Coordinate annotation records
========================
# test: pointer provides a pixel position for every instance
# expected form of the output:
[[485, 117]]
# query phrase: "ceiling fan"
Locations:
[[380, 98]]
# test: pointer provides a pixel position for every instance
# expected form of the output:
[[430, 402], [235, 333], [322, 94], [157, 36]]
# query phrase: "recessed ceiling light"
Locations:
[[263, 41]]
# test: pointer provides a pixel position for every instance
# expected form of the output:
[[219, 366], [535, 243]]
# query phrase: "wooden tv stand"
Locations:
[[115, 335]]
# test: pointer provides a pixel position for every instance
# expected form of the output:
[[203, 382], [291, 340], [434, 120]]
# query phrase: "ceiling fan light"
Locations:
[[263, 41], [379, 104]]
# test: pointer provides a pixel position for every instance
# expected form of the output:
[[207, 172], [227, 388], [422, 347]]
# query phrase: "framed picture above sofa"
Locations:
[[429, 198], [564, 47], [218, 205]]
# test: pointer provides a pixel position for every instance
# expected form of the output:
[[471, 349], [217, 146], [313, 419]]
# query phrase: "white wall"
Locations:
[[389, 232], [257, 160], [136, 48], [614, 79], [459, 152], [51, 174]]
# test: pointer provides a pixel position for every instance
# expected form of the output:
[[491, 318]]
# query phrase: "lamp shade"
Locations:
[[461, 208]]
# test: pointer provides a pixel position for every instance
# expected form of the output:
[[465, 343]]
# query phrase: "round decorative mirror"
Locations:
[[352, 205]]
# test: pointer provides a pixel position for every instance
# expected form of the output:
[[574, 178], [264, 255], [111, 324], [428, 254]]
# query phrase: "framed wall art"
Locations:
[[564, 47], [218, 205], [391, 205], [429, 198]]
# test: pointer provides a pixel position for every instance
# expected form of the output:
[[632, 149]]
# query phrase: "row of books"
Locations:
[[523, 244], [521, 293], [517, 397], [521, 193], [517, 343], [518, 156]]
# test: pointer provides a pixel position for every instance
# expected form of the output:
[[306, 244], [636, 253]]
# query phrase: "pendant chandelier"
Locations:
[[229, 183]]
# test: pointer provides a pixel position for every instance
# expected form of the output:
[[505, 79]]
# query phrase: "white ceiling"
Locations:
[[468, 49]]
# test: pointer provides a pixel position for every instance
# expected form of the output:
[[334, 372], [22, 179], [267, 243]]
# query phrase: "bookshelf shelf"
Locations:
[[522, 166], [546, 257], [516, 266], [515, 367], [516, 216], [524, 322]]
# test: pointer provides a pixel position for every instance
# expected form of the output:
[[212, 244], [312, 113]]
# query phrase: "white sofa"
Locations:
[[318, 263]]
========================
AIM OF THE EXERCISE >> Present the data above as a numbered list, starting at its first line and ending with the line that contains "[[429, 198], [564, 47], [218, 205]]", and omit any blank lines.

RESULT FOR THIS EXERCISE >>
1. # test: pointer provides a pixel position for every instance
2. # expected form of the output:
3. [[485, 117]]
4. # query phrase: "ceiling fan"
5. Locations:
6. [[380, 98]]
7. # test: pointer provides a pixel position for every instance
8. # expected form of the output:
9. [[430, 402], [235, 333], [322, 94], [157, 36]]
10. # query phrase: "recessed ceiling light"
11. Locations:
12. [[263, 41]]
13. # test: pointer provides a pixel position for every instance
14. # expected form of the output:
15. [[219, 366], [535, 243]]
16. # query phrase: "wooden tv stand"
17. Locations:
18. [[115, 335]]
19. # test: pointer provides a pixel position for every instance
20. # expected form of the output:
21. [[203, 382], [291, 340], [434, 120]]
22. # query phrase: "ceiling fan light"
23. Locations:
24. [[263, 41], [379, 104]]
25. # test: pointer provides a pixel position for every instance
26. # expected form of the output:
27. [[207, 172], [227, 388], [422, 347]]
28. # query phrase: "framed picture above sofa"
29. Locations:
30. [[429, 198], [564, 47], [218, 205]]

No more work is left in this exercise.